» **Given exercise a**: Gather every line of the rows below that contains the string "doorway".

» **Document passage**:
Re: [boost] [lockfree] review

8 Aug 2011


      on Sat Aug 06 2011, Gottlob Frege <gottlobfrege-AT-gmail.com> wrote:
...
On Mon, Aug 1, 2011 at 10:49 AM, Dave Abrahams <dave@boostpro.com> wrote:
...
on Mon Aug 01 2011, Gordon Woodhull <gordon-AT-woodhull.com> wrote:
...
On Jul 31, 2011, at 1:05 PM, Dave Abrahams wrote:
...
I don't get it.  Please, show me an example.
I am definitely not an expert.  I'll quote a diagram from this
fascinating paper by Adve and Boehm [1], using Dekker's mutual
exclusion algorithm as an example
Initially X = Y = 0
Thread 1
X = 1;
r1 = Y;
Thread 2
Y = 1;
r2 = X;
Can r1 = r2 = 0?
Sure they can, that's a race condition: Thread1 modifies X while thread
2 reads it.  Anything could happen.  Why would anyone expect otherwise.
Most people are surprised that *both* r1 and r2 can be 0 at the same time.

» **Given exercise b**: For each statement below, say yes or no to whether it agrees with the lockfree review thread above, and quote the words of the thread that decide it. (i) The diagram is quoted from a paper by Adve and Boehm. (ii) Initially, X and Y are both set to 1. (iii) Most people expect that r1 and r2 can both be 0 at the same time.

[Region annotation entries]

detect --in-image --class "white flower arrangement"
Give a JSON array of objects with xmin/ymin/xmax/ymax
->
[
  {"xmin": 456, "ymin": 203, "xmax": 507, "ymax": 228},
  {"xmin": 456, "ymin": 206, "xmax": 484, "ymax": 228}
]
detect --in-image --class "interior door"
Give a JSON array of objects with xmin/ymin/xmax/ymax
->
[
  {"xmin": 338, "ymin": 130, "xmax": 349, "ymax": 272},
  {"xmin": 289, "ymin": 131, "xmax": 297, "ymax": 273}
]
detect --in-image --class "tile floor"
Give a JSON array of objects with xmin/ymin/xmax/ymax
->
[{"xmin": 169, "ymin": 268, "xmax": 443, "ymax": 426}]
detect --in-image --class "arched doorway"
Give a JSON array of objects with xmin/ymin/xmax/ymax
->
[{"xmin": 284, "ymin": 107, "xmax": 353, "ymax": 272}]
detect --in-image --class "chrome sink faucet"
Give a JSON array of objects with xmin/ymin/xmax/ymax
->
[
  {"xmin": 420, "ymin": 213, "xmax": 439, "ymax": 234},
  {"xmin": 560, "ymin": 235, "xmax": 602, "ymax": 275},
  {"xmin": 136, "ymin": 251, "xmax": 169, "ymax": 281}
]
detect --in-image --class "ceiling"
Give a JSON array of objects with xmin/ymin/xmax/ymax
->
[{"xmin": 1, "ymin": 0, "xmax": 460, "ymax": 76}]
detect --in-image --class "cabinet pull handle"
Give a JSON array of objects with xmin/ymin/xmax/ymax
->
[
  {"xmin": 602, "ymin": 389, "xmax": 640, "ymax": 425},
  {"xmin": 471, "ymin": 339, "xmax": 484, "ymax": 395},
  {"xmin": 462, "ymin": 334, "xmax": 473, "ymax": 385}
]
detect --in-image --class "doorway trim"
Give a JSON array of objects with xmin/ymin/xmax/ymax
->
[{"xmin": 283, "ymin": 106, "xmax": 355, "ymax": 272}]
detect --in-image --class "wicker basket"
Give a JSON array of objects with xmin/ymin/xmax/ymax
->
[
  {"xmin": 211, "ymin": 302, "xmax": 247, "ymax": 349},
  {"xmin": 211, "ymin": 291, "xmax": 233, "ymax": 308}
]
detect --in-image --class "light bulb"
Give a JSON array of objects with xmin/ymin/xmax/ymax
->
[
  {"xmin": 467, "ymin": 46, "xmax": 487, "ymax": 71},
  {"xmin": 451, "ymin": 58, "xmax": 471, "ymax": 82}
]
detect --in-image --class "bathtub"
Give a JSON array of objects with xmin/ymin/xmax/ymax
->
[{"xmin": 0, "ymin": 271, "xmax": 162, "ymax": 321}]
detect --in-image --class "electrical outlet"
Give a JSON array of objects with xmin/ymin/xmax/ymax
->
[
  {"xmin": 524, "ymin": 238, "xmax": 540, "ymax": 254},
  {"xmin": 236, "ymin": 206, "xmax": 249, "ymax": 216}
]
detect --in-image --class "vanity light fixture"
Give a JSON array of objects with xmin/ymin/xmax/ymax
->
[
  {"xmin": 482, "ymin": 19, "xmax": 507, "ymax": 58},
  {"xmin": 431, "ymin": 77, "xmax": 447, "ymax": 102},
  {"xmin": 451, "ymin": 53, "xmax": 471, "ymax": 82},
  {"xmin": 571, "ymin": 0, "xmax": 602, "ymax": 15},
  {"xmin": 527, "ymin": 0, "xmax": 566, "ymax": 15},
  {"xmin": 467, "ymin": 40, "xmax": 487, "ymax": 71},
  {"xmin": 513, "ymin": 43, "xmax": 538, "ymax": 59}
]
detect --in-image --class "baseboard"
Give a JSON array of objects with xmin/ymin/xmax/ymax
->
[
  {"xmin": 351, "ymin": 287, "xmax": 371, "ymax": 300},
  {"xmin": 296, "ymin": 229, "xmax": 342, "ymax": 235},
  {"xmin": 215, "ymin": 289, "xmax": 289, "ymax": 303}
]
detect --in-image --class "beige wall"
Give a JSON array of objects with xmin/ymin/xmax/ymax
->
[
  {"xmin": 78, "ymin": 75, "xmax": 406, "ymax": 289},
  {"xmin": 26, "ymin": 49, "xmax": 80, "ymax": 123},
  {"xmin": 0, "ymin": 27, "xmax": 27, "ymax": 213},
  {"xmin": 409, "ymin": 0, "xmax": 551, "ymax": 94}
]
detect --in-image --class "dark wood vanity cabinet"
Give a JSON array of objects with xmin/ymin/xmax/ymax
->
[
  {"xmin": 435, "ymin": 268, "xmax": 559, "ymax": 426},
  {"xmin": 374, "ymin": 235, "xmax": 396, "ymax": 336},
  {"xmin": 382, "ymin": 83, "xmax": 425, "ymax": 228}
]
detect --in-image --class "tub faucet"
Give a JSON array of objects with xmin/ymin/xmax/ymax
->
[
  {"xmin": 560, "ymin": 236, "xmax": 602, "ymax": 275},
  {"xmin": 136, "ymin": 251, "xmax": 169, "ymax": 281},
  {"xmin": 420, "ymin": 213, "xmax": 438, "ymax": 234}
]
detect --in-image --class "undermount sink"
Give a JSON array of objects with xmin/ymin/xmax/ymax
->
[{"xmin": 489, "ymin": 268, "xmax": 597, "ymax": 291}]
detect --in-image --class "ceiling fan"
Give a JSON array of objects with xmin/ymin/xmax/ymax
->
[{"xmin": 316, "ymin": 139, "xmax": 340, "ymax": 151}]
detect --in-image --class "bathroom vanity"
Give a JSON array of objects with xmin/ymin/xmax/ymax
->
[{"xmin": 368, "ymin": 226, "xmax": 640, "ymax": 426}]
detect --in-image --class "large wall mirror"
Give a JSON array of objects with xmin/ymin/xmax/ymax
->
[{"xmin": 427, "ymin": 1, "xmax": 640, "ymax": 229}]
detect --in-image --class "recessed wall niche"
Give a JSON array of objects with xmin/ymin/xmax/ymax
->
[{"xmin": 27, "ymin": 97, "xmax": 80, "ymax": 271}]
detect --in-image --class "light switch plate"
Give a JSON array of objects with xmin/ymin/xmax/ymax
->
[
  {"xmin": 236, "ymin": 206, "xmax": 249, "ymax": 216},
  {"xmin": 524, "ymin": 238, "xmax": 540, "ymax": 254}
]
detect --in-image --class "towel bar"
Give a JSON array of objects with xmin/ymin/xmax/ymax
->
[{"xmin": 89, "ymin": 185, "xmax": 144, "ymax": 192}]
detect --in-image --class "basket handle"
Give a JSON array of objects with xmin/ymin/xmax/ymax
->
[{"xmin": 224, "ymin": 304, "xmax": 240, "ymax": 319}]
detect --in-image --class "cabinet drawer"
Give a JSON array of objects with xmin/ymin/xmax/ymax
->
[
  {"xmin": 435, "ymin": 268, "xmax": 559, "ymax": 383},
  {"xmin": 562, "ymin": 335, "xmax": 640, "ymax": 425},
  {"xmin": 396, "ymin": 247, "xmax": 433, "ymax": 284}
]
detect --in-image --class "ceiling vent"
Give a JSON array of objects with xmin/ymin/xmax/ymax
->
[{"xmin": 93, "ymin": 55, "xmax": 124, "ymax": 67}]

» **Full answer a**:
detect --in-image --class "arched doorway"
detect --in-image --class "doorway trim"

» **Full answer b**:
(i) Yes: "fascinating paper by Adve and Boehm [1]"
(ii) No: "Initially X = Y = 0"
(iii) No: "Most people are surprised that *both* r1 and r2 can be 0 at the same time."